GIVEN EXERCISE: Reproduce, without alteration, the portion of the items that opens with the line containing "the stone house" and closes with the line containing "[275,0,550,190]", both of those lines included.

═══

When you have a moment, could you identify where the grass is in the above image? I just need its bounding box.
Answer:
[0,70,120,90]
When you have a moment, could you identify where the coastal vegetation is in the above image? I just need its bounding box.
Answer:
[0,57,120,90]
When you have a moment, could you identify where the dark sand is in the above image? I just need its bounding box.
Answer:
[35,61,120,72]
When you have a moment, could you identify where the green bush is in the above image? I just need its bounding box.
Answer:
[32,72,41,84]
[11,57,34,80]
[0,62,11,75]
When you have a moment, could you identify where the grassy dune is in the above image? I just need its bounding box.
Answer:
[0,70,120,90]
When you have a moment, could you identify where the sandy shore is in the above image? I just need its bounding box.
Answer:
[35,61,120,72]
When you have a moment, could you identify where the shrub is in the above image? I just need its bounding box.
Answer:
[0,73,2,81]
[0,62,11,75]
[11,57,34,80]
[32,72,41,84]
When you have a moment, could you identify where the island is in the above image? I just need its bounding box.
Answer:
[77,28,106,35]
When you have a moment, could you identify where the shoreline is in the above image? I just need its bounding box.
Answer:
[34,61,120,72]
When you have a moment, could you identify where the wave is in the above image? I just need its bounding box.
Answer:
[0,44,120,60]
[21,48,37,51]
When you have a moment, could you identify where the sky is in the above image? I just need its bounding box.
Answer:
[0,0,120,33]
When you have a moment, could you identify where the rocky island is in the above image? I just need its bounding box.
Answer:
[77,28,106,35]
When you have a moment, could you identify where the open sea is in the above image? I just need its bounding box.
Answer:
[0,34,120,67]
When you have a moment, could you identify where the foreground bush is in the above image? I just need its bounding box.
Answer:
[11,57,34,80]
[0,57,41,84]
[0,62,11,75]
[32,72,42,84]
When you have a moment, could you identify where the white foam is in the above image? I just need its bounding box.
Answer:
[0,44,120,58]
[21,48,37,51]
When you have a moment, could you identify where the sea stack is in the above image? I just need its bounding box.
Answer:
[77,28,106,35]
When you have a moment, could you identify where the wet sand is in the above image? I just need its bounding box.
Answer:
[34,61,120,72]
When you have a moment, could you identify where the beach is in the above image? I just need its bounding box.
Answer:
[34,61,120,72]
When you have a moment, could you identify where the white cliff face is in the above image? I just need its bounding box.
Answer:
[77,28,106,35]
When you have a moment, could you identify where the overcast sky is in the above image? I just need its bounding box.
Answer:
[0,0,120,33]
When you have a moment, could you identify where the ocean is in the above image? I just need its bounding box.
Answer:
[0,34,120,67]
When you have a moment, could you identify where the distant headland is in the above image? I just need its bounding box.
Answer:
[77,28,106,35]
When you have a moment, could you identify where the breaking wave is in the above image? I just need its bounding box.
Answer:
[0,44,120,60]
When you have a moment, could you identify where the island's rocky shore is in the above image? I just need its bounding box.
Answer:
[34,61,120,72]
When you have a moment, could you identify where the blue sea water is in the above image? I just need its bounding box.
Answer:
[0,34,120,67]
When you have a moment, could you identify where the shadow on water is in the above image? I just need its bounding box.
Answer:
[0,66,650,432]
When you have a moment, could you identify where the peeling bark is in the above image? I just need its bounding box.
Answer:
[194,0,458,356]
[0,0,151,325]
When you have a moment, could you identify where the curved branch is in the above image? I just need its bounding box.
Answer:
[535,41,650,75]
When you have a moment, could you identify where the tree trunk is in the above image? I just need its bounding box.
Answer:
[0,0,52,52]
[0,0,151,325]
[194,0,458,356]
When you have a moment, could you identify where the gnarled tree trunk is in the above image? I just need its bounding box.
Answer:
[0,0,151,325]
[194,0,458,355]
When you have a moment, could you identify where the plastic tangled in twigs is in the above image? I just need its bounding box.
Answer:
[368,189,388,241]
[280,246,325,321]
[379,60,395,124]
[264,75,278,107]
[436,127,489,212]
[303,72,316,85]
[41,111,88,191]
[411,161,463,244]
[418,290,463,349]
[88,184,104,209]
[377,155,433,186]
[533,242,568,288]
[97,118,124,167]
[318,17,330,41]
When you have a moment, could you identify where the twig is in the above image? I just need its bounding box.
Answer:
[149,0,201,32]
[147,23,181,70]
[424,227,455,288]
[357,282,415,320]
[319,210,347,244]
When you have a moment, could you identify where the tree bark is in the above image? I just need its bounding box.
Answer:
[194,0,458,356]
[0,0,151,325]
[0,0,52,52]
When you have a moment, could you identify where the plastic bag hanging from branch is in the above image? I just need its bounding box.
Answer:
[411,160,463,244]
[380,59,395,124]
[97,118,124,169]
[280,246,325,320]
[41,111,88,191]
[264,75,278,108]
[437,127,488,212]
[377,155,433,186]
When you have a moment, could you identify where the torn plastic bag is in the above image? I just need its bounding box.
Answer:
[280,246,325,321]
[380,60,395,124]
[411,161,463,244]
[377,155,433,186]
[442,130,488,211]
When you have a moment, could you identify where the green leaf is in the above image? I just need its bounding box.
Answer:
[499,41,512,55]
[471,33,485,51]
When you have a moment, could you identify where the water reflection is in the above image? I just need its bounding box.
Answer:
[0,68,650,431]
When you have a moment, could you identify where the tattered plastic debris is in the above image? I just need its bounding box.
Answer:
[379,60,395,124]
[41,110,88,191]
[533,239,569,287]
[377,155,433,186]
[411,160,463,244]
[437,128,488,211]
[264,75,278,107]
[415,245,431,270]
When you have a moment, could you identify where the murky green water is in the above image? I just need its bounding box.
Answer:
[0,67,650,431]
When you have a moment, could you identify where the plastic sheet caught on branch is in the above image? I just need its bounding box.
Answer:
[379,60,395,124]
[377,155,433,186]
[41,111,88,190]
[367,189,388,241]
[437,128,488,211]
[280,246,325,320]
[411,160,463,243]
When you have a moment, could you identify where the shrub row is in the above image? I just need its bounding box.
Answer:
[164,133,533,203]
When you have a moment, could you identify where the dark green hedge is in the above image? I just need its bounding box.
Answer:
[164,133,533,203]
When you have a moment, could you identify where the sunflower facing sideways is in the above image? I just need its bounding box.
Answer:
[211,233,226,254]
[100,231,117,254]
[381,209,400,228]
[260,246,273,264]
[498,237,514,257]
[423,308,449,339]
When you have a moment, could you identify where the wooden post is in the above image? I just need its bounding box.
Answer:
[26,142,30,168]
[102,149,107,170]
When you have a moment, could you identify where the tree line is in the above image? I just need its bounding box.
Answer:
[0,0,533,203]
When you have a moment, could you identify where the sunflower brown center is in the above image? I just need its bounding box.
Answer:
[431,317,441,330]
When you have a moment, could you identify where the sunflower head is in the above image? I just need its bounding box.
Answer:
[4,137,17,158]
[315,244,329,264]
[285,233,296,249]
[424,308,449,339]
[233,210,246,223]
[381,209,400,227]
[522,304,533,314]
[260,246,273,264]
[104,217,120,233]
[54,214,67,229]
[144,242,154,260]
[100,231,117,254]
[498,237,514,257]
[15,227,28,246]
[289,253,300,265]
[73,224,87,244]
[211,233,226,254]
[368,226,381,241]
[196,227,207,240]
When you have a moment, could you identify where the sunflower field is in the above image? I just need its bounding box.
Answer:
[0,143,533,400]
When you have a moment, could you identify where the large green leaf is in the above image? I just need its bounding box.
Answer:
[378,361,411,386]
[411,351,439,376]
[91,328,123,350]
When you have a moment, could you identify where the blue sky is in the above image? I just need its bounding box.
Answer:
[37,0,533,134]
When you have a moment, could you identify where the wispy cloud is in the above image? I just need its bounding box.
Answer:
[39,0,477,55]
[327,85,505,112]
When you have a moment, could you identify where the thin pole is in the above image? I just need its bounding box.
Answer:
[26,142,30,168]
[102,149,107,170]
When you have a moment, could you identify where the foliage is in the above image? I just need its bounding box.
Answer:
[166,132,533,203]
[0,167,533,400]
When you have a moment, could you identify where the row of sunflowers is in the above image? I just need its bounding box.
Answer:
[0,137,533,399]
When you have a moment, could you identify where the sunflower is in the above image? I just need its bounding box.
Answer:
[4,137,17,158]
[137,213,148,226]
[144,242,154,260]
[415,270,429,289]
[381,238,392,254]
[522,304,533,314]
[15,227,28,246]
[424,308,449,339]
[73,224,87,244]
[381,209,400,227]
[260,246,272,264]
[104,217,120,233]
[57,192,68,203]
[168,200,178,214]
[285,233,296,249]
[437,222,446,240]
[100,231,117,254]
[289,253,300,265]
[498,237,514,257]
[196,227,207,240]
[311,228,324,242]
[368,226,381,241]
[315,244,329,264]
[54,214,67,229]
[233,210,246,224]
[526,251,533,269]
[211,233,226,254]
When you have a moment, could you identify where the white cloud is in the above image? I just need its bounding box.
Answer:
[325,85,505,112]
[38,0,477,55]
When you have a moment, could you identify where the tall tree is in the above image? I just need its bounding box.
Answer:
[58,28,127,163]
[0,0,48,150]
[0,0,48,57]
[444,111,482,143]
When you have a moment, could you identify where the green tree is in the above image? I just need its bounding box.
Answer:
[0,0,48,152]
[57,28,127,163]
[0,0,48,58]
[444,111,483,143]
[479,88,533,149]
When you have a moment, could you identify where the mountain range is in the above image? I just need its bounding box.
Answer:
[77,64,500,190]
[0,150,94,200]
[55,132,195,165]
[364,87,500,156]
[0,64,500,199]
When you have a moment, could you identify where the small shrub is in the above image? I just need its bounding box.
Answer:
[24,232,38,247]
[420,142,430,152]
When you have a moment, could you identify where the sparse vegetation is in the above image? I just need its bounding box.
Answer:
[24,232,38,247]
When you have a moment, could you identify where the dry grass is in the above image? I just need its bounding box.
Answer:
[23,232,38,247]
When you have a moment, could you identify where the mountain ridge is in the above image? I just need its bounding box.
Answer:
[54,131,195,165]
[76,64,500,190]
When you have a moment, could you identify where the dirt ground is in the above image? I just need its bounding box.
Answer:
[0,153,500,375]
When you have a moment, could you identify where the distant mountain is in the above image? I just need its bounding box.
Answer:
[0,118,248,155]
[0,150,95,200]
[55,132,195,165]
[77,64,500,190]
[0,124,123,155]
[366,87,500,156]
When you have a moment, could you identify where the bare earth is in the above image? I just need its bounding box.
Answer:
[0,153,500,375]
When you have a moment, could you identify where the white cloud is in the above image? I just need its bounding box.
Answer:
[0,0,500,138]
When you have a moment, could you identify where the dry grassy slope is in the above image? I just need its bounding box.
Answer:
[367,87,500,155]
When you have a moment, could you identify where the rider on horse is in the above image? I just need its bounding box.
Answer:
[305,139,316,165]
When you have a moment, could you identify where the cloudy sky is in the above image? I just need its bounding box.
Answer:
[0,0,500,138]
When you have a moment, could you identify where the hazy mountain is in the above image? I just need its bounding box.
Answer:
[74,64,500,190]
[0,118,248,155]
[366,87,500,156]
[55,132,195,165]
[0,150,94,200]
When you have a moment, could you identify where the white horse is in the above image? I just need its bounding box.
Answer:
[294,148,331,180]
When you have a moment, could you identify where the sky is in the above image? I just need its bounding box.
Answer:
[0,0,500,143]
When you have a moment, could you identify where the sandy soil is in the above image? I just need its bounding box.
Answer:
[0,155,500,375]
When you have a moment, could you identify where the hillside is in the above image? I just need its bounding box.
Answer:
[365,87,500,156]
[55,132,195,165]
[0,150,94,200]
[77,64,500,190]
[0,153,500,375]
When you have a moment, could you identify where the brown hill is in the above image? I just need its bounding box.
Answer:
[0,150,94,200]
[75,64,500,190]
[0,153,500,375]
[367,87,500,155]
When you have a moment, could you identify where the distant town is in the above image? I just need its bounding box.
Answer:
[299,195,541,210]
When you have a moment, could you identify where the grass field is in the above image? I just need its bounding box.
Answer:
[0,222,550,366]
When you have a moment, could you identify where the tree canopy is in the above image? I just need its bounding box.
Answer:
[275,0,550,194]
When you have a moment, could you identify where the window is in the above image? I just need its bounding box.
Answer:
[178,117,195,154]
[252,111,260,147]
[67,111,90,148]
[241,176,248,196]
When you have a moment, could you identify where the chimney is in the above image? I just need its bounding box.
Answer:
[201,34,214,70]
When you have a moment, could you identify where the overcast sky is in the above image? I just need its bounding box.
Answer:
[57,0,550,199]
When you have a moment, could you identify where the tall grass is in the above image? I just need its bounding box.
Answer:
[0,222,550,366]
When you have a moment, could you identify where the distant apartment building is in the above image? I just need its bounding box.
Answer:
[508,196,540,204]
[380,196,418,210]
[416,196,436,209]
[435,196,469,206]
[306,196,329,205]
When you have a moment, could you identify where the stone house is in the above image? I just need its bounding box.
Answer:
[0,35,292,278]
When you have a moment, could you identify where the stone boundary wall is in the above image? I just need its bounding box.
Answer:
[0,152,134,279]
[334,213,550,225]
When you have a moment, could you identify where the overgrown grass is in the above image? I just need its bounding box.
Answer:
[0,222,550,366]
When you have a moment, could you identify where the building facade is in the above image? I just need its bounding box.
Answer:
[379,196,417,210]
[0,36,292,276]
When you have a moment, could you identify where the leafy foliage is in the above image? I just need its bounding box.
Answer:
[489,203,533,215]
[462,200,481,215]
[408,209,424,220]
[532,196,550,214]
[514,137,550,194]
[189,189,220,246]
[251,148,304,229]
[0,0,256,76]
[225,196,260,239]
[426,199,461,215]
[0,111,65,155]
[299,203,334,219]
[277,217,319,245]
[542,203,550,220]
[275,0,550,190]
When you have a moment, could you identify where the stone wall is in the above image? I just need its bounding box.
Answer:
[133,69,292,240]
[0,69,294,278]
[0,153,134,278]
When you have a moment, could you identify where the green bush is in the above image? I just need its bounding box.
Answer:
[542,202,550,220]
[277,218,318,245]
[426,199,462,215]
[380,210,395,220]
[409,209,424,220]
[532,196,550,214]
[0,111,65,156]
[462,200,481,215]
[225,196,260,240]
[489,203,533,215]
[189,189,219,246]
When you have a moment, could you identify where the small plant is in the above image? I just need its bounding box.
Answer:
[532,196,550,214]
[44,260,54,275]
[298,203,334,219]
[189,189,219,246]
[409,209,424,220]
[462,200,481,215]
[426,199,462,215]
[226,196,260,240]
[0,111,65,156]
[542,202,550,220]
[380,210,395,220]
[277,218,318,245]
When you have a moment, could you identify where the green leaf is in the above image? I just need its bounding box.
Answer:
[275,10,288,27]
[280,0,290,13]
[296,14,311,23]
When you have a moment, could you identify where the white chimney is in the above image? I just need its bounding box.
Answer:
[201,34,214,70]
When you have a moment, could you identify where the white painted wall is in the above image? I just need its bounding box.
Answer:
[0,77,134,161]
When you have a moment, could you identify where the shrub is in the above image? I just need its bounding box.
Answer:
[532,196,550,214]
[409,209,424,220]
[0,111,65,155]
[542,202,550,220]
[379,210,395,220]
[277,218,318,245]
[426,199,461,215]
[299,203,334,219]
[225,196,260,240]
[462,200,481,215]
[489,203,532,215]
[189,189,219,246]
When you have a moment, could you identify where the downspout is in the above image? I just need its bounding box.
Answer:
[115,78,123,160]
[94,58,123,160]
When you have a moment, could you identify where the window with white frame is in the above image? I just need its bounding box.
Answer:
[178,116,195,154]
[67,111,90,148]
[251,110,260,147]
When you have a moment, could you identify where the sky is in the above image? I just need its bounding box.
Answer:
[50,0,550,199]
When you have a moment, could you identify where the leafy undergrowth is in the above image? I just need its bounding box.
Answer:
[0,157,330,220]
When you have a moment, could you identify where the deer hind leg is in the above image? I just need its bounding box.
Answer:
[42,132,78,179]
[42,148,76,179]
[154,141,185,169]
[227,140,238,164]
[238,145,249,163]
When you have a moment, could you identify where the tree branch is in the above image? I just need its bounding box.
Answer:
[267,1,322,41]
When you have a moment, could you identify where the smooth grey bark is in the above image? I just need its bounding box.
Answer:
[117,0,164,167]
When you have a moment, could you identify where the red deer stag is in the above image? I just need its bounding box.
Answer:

═══

RESPONSE TO THE TASK:
When you have a moment, could you identify where the stone house is in the above image? I just need its bounding box.
Answer:
[0,35,292,278]
When you have a moment, could you identify where the stone boundary wall is in the above image? I just need its bounding box.
Answer:
[0,152,134,279]
[334,213,550,225]
When you have a moment, could you identify where the overgrown grass is in the above image? I just need its bounding box.
Answer:
[0,222,550,366]
When you have a moment, could you identify where the building facade is in the above image? I just need its bounding box.
Answer:
[379,196,417,210]
[0,36,292,276]
When you have a moment, could you identify where the leafy foliage is in the above image? I just need its bounding box.
Answer:
[489,203,533,215]
[462,200,481,215]
[408,209,424,220]
[532,196,550,214]
[514,137,550,194]
[189,189,220,246]
[251,148,304,229]
[0,0,256,76]
[225,196,260,239]
[426,199,461,215]
[0,111,65,155]
[299,203,334,219]
[277,217,319,245]
[542,203,550,220]
[275,0,550,190]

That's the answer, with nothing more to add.